# Objectives
A. Return the passage of the Rangoon media article that begins at the words "Rangoon Media Silent" and stops after "on press freedom.", copied word for word.
B. In the Rangoon media article, which sentences appear inside quotation marks? List every one.

# Given passage
------

Friday, May 15, 2009

Rangoon Media Silent on Suu Kyi

By SAW YAN NAING
The Irrawaddy News

Burmese journalists from Rangoon-based publications have complained that they cannot report freely about pro-democracy leader Aung San Suu Kyi’s transfer to Insein Prison due to heavy restrictions on press freedom.

While the Burmese public is eager to hear news surrounding Suu Kyi’s arrest and the incident at her home involving an American intruder, they are forced to turn to the international press and Burmese news agencies in exile, because local media is largely silent on the issue.

Speaking to The Irrawaddy on Friday, an editor working with a leading journal in Rangoon said, “Of course we want to report this news, but we cannot. The censorship board will definitely reject it.”

Another Rangoon-based editor said, “We can publish reports about this news in similar terms to those of the state-run newspapers. I’m sure that we cannot report any more than that. Otherwise, our lives will be in danger.”

------

# Given information
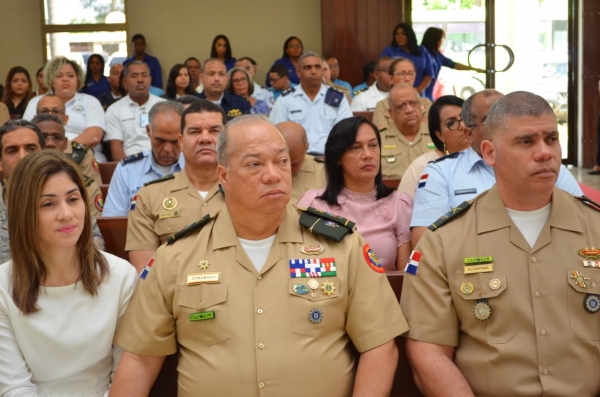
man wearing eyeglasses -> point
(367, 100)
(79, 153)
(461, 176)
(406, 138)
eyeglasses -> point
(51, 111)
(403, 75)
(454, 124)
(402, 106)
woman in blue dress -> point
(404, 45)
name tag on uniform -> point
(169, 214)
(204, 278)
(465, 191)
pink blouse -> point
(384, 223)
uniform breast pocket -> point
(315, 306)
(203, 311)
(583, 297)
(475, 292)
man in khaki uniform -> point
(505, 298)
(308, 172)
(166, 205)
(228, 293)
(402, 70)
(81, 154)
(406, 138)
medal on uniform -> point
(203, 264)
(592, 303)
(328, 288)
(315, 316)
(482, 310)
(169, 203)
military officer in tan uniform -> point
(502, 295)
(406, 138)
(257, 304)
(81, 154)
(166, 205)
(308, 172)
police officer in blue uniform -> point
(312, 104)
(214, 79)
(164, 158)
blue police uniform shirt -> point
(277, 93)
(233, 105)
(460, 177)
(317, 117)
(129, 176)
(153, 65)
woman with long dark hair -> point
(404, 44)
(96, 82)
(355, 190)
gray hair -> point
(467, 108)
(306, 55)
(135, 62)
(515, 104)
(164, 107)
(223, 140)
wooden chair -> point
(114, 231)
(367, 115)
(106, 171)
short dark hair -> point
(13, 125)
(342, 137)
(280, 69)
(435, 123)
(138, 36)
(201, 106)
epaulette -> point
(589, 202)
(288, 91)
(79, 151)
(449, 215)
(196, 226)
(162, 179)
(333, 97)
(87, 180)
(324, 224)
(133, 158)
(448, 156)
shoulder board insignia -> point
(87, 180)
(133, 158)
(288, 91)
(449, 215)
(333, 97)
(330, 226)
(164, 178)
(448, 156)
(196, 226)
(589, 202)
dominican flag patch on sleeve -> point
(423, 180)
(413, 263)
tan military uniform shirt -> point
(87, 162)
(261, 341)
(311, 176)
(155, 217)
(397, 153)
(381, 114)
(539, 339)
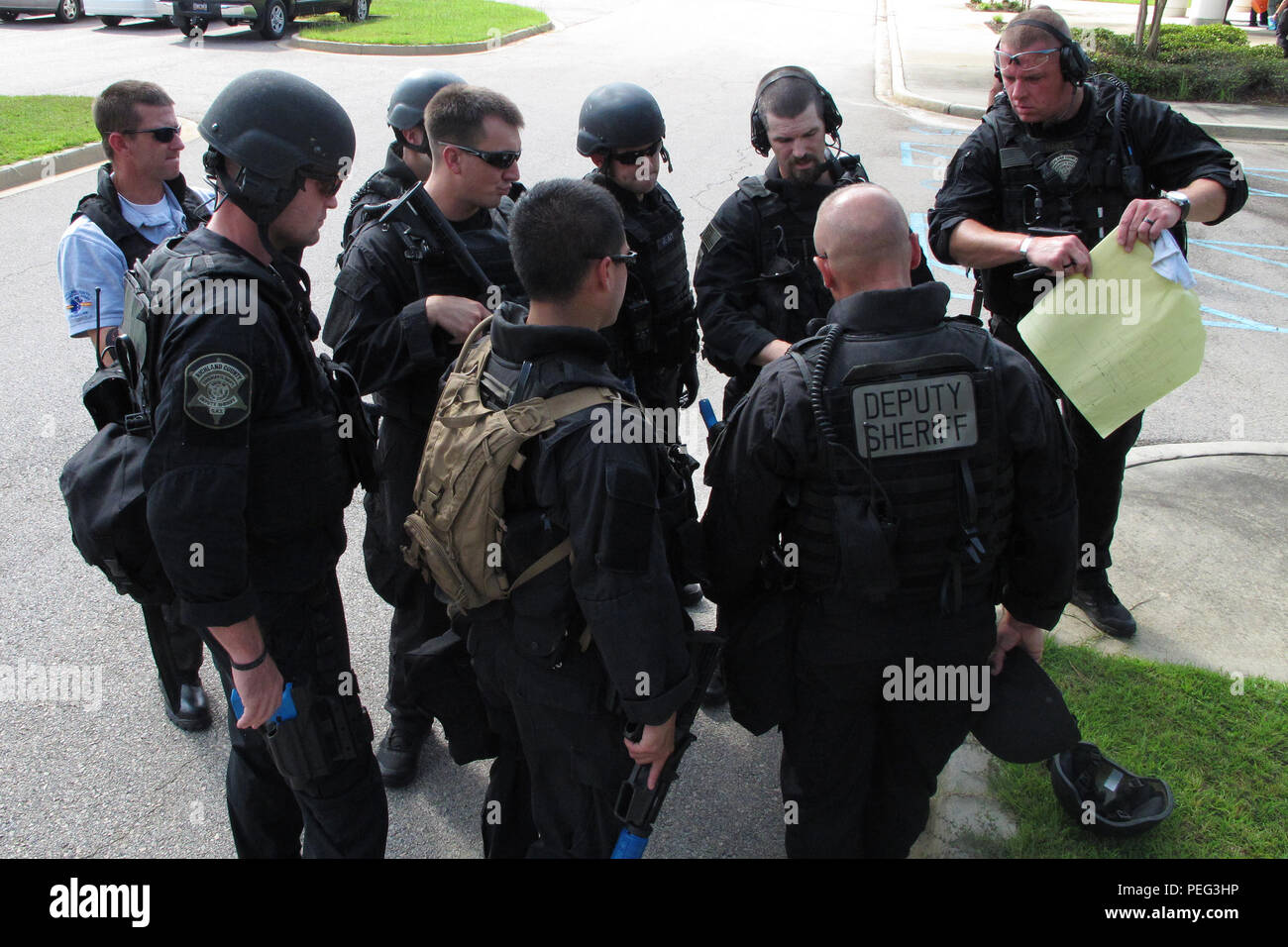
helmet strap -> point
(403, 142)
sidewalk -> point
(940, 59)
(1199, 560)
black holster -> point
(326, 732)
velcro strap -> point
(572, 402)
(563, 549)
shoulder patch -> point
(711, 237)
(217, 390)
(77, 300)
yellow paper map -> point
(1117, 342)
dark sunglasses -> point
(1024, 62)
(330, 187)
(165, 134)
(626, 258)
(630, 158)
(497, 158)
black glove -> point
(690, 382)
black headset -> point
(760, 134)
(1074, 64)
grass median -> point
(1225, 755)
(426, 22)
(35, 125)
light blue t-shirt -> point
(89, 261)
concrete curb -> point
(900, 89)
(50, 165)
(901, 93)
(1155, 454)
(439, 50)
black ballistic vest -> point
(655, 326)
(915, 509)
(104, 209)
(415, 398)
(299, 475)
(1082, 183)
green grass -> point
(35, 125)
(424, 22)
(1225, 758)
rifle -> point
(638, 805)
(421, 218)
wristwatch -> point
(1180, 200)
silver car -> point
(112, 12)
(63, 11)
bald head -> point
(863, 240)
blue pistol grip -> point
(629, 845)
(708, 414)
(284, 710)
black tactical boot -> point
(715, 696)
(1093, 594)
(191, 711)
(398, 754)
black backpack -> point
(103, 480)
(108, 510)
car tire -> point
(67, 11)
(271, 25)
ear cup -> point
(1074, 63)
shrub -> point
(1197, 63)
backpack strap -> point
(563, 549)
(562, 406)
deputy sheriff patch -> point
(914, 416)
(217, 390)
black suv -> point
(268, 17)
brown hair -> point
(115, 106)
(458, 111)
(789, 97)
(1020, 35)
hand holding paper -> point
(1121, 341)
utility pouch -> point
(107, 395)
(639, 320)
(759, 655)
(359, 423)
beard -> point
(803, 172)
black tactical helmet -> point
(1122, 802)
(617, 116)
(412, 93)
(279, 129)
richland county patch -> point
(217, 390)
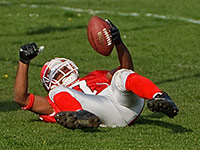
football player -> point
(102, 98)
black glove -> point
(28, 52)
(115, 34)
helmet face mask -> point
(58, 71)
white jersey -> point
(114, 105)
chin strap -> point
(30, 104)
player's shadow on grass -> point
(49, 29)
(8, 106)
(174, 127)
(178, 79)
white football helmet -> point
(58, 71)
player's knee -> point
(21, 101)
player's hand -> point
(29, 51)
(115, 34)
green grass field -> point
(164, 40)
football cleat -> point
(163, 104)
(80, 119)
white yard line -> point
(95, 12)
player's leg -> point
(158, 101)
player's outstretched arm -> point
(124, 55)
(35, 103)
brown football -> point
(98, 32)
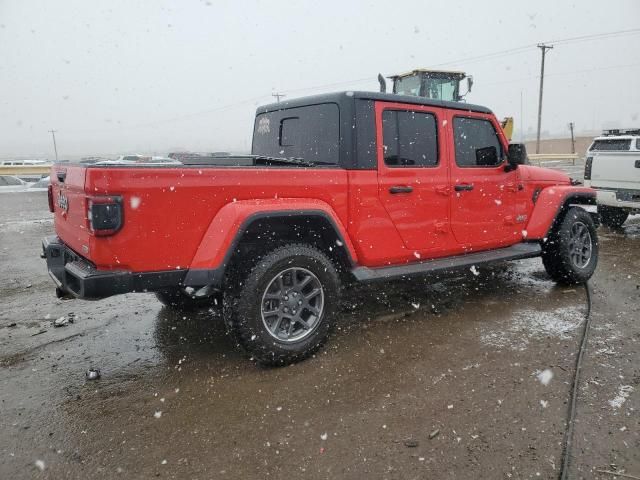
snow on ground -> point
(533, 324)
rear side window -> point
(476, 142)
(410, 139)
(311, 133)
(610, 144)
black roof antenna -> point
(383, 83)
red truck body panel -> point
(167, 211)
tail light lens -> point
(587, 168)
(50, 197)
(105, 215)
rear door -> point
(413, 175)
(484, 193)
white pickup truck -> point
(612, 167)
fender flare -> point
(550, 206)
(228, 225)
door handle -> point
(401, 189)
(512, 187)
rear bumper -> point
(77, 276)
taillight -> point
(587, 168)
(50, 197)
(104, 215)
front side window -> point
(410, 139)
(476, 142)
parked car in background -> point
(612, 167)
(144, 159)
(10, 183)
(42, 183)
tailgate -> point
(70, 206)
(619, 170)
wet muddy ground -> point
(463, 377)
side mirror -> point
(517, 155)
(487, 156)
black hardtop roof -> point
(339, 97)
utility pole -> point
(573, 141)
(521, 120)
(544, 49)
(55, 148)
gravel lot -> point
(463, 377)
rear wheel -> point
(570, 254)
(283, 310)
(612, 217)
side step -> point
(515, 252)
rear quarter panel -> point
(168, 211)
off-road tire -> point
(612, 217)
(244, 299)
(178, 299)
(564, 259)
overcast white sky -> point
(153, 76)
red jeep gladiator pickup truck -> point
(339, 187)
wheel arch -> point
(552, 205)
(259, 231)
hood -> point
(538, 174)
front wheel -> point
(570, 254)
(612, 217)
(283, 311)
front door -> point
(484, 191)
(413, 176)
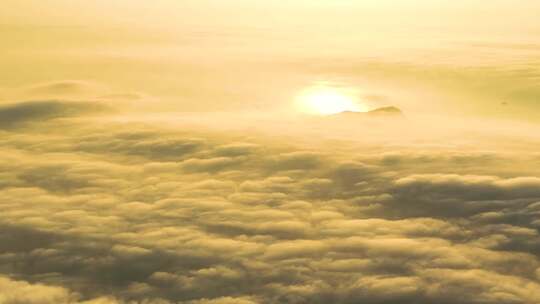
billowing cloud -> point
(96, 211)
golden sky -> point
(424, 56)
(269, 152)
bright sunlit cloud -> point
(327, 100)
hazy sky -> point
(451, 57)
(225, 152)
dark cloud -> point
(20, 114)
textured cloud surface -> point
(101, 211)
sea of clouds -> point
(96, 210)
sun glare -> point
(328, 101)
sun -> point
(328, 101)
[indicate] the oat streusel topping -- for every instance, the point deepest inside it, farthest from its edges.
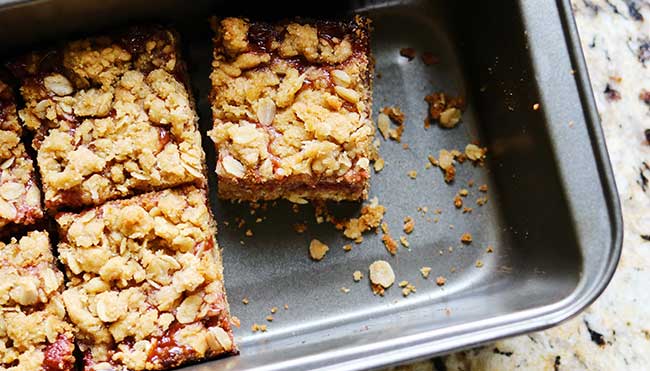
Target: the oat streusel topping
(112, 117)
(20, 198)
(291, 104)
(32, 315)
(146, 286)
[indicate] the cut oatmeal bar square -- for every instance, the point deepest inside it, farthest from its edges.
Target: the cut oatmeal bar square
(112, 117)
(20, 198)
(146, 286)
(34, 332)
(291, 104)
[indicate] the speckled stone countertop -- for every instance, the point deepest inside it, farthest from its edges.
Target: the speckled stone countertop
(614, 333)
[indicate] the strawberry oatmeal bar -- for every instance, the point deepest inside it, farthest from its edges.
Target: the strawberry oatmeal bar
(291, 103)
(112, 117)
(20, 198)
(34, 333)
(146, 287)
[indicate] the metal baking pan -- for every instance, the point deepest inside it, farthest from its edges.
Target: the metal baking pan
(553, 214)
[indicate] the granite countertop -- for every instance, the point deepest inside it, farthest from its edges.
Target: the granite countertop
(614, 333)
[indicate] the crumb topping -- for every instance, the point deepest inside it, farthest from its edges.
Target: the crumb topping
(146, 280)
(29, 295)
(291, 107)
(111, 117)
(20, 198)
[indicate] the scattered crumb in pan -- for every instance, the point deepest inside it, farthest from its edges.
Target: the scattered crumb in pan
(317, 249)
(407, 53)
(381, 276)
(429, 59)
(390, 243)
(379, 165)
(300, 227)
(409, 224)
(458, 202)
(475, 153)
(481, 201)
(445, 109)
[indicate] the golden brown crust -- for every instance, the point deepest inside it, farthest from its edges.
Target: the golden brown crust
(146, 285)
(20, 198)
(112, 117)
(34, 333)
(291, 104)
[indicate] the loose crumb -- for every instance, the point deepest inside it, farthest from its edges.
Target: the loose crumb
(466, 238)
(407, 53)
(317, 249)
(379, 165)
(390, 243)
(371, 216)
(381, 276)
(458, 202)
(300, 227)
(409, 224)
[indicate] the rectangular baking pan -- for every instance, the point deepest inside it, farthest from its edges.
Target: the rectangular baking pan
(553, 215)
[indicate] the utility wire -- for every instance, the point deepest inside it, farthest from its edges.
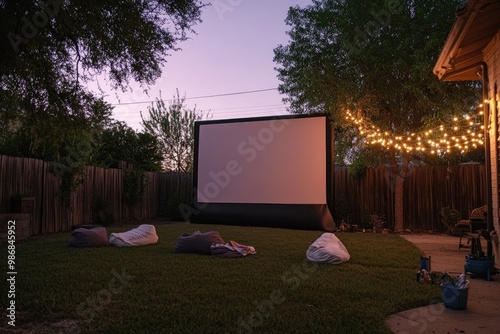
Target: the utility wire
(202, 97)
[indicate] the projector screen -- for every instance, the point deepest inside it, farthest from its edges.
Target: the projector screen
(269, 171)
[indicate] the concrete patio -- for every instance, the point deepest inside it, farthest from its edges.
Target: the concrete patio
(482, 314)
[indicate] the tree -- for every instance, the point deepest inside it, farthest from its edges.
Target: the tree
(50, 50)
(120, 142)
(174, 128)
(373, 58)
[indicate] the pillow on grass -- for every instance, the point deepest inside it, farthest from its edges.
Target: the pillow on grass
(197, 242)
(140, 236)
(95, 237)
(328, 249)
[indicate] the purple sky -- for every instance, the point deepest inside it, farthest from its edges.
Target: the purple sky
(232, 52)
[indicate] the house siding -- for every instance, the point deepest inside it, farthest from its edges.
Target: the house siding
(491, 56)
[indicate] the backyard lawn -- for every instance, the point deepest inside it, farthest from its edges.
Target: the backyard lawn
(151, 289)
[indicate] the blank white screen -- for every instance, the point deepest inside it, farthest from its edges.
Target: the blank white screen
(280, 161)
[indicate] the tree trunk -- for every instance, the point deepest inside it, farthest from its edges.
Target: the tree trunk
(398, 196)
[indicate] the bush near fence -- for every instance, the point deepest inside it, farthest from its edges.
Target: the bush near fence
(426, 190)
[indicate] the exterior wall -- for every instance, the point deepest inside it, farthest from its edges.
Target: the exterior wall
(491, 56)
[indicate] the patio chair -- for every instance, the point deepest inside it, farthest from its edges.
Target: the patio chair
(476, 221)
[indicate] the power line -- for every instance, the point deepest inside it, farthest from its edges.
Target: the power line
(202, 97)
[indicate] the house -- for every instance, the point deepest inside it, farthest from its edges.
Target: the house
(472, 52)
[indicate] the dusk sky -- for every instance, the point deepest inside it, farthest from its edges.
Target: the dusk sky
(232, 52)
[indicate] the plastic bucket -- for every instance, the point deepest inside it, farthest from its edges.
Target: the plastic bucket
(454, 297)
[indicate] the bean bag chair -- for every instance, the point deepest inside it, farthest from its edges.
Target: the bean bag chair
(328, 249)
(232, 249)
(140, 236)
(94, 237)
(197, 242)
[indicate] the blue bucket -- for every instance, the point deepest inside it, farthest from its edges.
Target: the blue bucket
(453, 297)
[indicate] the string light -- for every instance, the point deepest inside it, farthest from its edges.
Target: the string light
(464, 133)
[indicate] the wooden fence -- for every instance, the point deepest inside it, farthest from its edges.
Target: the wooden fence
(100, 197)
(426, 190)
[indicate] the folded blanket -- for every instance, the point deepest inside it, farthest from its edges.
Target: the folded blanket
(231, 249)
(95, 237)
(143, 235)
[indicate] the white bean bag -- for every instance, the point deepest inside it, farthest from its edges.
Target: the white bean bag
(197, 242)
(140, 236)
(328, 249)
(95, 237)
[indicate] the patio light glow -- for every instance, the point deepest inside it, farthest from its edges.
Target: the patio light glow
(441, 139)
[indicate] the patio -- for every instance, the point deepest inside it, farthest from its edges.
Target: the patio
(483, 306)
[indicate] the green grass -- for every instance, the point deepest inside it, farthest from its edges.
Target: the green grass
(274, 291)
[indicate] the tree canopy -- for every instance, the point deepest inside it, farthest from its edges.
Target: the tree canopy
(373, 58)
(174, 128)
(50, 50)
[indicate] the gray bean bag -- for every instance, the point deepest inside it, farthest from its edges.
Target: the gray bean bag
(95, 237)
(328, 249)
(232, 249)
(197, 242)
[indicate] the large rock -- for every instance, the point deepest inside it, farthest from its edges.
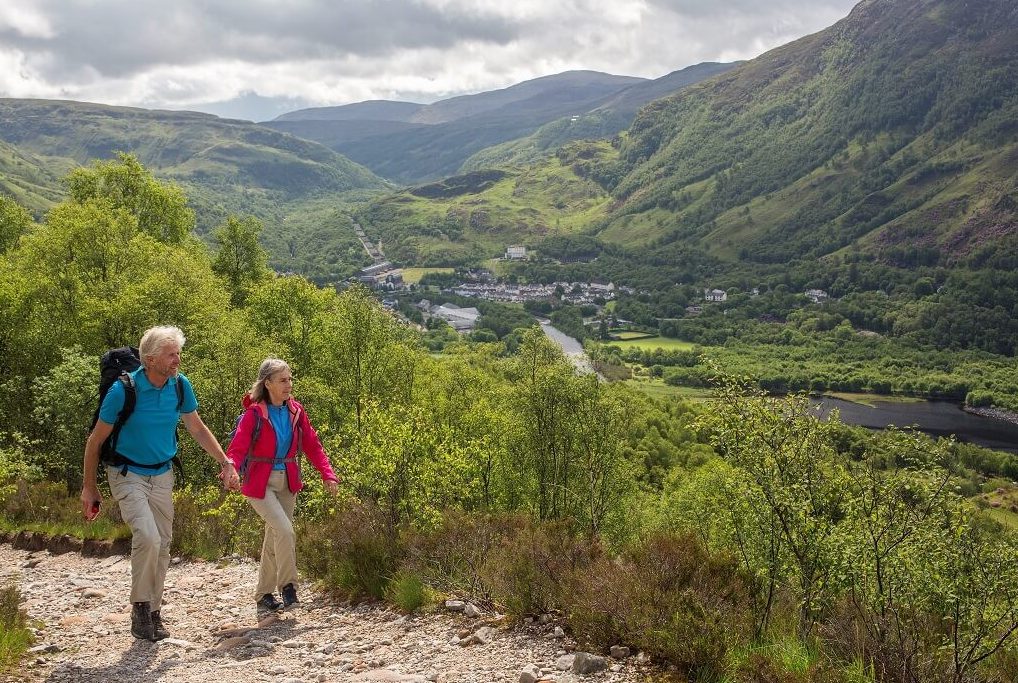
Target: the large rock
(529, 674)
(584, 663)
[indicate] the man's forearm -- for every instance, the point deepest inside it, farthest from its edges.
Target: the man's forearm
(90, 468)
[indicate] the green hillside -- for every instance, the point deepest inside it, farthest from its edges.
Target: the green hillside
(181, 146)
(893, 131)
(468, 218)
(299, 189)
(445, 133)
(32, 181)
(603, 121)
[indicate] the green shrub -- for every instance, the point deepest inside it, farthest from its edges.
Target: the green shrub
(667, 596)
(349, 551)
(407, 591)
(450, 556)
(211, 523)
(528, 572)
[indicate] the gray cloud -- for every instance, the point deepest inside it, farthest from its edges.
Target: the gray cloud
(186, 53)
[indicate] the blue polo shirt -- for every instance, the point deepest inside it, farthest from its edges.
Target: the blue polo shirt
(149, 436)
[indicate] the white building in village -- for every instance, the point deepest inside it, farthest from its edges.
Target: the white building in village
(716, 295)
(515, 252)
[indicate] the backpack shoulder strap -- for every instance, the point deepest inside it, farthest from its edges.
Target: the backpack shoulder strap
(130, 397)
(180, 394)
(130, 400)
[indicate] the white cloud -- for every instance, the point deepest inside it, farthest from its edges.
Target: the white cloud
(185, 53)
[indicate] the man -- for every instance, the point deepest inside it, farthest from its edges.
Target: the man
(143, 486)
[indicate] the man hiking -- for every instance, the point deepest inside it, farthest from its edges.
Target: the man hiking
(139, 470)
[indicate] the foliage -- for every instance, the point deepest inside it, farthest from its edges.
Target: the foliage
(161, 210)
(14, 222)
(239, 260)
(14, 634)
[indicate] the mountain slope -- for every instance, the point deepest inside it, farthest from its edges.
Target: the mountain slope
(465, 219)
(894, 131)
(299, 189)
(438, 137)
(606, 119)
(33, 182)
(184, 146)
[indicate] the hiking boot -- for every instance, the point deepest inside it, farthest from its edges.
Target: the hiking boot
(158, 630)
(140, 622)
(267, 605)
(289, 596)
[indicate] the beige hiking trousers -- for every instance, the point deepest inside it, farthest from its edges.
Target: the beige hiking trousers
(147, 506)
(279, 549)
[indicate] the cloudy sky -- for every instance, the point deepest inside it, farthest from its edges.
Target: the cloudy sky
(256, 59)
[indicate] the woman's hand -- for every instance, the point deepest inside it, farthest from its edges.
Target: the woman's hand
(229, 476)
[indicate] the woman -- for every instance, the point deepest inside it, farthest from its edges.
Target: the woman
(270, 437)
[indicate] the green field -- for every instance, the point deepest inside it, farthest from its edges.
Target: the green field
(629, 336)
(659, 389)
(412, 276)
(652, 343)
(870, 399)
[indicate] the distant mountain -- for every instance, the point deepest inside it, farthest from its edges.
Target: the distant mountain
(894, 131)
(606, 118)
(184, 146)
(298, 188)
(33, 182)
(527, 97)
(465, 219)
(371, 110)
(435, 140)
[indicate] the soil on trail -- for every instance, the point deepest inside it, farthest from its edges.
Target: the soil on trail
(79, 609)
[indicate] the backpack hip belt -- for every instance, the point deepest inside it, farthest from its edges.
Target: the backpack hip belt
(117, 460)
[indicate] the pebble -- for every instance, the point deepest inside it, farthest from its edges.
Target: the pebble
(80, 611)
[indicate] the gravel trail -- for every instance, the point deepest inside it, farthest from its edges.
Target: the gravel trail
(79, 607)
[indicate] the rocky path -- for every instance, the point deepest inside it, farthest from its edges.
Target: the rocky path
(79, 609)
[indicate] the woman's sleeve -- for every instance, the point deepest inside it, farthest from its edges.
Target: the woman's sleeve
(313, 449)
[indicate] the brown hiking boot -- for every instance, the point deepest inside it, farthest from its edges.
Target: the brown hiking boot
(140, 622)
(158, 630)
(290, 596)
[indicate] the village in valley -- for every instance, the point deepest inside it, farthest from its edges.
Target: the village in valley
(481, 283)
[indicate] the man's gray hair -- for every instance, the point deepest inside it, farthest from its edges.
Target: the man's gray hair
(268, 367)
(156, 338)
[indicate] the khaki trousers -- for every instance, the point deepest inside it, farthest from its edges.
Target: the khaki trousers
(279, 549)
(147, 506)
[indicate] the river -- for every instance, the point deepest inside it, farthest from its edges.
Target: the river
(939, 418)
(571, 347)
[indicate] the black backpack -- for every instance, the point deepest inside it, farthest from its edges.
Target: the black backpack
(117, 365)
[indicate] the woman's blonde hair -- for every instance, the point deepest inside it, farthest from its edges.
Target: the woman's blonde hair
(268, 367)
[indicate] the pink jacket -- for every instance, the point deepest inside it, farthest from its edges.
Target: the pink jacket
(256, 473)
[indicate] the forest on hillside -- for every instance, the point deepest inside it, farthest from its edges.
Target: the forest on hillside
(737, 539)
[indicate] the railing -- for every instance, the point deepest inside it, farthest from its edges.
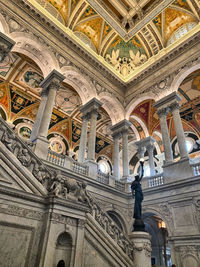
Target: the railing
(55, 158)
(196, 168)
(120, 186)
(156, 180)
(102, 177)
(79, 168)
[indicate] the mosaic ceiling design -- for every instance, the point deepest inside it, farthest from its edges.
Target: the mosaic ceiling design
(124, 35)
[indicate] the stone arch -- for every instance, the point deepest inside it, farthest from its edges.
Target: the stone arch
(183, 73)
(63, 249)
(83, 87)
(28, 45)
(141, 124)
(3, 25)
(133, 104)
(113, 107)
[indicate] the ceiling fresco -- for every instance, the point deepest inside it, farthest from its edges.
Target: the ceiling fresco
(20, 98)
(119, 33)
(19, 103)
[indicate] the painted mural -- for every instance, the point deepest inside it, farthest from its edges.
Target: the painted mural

------

# Full answers
A.
Rangoon Media Silent on Suu Kyi

By SAW YAN NAING
The Irrawaddy News

Burmese journalists from Rangoon-based publications have complained that they cannot report freely about pro-democracy leader Aung San Suu Kyi’s transfer to Insein Prison due to heavy restrictions on press freedom.

B.
- Of course we want to report this news, but we cannot.
- The censorship board will definitely reject it.
- We can publish reports about this news in similar terms to those of the state-run newspapers.
- I’m sure that we cannot report any more than that.
- Otherwise, our lives will be in danger.